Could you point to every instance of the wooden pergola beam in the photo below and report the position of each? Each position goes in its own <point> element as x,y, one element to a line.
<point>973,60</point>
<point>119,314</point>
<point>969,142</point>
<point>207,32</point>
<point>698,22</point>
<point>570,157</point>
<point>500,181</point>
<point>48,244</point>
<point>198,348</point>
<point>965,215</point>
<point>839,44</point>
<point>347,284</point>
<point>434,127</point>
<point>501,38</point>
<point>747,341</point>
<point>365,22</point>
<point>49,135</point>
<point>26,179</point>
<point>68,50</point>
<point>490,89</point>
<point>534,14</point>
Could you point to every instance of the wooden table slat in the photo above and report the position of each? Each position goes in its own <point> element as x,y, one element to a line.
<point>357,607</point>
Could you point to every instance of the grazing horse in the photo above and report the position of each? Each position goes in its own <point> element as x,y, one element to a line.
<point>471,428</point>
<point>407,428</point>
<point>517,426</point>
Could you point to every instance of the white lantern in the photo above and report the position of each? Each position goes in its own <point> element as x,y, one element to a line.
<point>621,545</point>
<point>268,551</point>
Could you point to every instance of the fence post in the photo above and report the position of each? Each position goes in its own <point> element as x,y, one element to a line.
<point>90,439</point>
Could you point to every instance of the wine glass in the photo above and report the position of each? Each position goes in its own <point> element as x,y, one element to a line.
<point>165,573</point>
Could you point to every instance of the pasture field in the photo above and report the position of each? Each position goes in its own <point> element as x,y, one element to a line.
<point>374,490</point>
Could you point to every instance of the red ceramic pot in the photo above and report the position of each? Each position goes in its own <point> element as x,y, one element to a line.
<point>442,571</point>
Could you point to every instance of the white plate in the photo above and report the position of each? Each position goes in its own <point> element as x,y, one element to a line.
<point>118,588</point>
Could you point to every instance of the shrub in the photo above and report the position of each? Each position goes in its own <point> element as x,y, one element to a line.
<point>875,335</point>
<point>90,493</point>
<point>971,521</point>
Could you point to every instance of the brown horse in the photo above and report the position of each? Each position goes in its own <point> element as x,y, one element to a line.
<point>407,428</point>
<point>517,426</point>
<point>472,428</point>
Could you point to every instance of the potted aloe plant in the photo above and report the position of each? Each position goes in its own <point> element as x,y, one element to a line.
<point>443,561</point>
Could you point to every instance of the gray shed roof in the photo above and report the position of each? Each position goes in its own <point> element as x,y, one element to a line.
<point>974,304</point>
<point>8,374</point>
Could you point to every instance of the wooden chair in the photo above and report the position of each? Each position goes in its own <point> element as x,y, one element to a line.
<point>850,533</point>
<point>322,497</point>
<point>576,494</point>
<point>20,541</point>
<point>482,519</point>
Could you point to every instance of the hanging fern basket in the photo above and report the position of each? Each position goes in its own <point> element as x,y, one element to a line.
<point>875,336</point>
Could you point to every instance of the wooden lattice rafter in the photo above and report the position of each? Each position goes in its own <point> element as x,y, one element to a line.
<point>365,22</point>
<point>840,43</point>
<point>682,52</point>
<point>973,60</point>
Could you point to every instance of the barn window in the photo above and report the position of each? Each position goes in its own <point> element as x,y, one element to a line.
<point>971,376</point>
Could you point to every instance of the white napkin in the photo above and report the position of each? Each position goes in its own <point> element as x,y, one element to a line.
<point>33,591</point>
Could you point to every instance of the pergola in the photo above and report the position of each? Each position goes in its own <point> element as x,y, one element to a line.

▶ WRITTEN INSTRUCTION
Please convert every row above into a numbered list, leaving out any blank lines.

▶ OUTPUT OF THE EXERCISE
1. Could you point to every instance of the wooden pergola beam in the photo below and report the position of each? Each position goes in its own <point> element as x,y, one element to a line.
2. <point>973,60</point>
3. <point>119,314</point>
4. <point>969,142</point>
5. <point>207,32</point>
6. <point>698,22</point>
7. <point>570,157</point>
8. <point>500,181</point>
9. <point>48,244</point>
10. <point>198,348</point>
11. <point>965,215</point>
12. <point>839,44</point>
13. <point>347,284</point>
14. <point>434,127</point>
15. <point>501,38</point>
16. <point>747,341</point>
17. <point>365,22</point>
18. <point>49,135</point>
19. <point>26,179</point>
20. <point>68,50</point>
21. <point>490,89</point>
22. <point>534,14</point>
23. Could you point to every instance of the wooden table slat in the photo above and report the position of each? Each position goes in its own <point> element as x,y, one element to a line.
24. <point>357,607</point>
25. Could you point to every instance of the grazing horse in the photo above and report the position of each? Each position goes in its own <point> element as x,y, one element to a line.
26. <point>471,428</point>
27. <point>407,428</point>
28. <point>517,426</point>
29. Could you point to every instance of the white lantern in the photo above and report the position of each? Each position goes in its own <point> element as x,y, one element to a line.
30. <point>621,545</point>
31. <point>268,551</point>
32. Could you point to every instance of the fence post in the photo above and report the position of each? Each position goes in its own <point> element as x,y, one element to a line.
33. <point>90,439</point>
34. Could you point to every instance of the wine glass in the photo above and report the position of each? Each position goes in its own <point> element as x,y, one element to a line.
35. <point>165,573</point>
36. Could you point to every instance of the pasture field in the photo above and report the position of each? Each position goes in its own <point> element as x,y, one element to a line.
37. <point>374,490</point>
38. Could you point to every instance of the red ceramic pot in the photo above and report the position of each? Each position goes in its own <point> element as x,y, one element to a line.
39. <point>442,571</point>
40. Could you point to every instance of the white plate in the photo above and report the position of each? Each position goes in its own <point> element as x,y, one element to a line.
41. <point>118,588</point>
42. Could you point to every instance of the shrub in the photo above and report the position of each? Each position goes in its own <point> element as x,y, one element to a line.
43. <point>875,335</point>
44. <point>90,493</point>
45. <point>971,521</point>
46. Could you point to every instance of the brown horse in the photo above and report the position of each? Each position goes in its own <point> element as x,y, one element to a line.
47. <point>407,428</point>
48. <point>517,426</point>
49. <point>472,428</point>
50. Could you point to every instance of the potted aloe plant in the photo above and report the position of each? Each position goes in its own <point> element as x,y, one element to a line.
51. <point>443,561</point>
52. Could you point to every instance of the gray shed roof in the photo above and report the position of each? Each position goes in its own <point> element as x,y, one element to a line.
53. <point>974,304</point>
54. <point>8,374</point>
55. Could you point to every instance of the wooden chair in the photo above and report the position of each? Each position goes in its own <point> element as x,y, one element to a line.
56. <point>850,533</point>
57. <point>322,497</point>
58. <point>576,494</point>
59. <point>20,541</point>
60. <point>482,519</point>
61. Could you point to every instance of the hanging fern basket in the photo above and report the position of each? Each position goes in its own <point> element as x,y, one element to a line.
62. <point>875,336</point>
63. Could you point to every instance of the wooden lattice rafter in the photo above and report the position of each? Each position goes in its own <point> element as x,y, one element to a line.
64. <point>365,22</point>
65. <point>840,43</point>
66. <point>682,52</point>
67. <point>973,60</point>
68. Could you point to every instance of the barn window in the photo above and report the position of each? Each position goes in its own <point> element as x,y, one element to a line.
69. <point>971,376</point>
70. Could you point to every instance of the white napkin in the photo above and report the position of each? Each position goes in its own <point> element as x,y, one element to a line.
71. <point>33,591</point>
72. Could you point to every instance of the pergola in the photo above and report the position of each? Each position goes in its own <point> element as x,y, one element to a line.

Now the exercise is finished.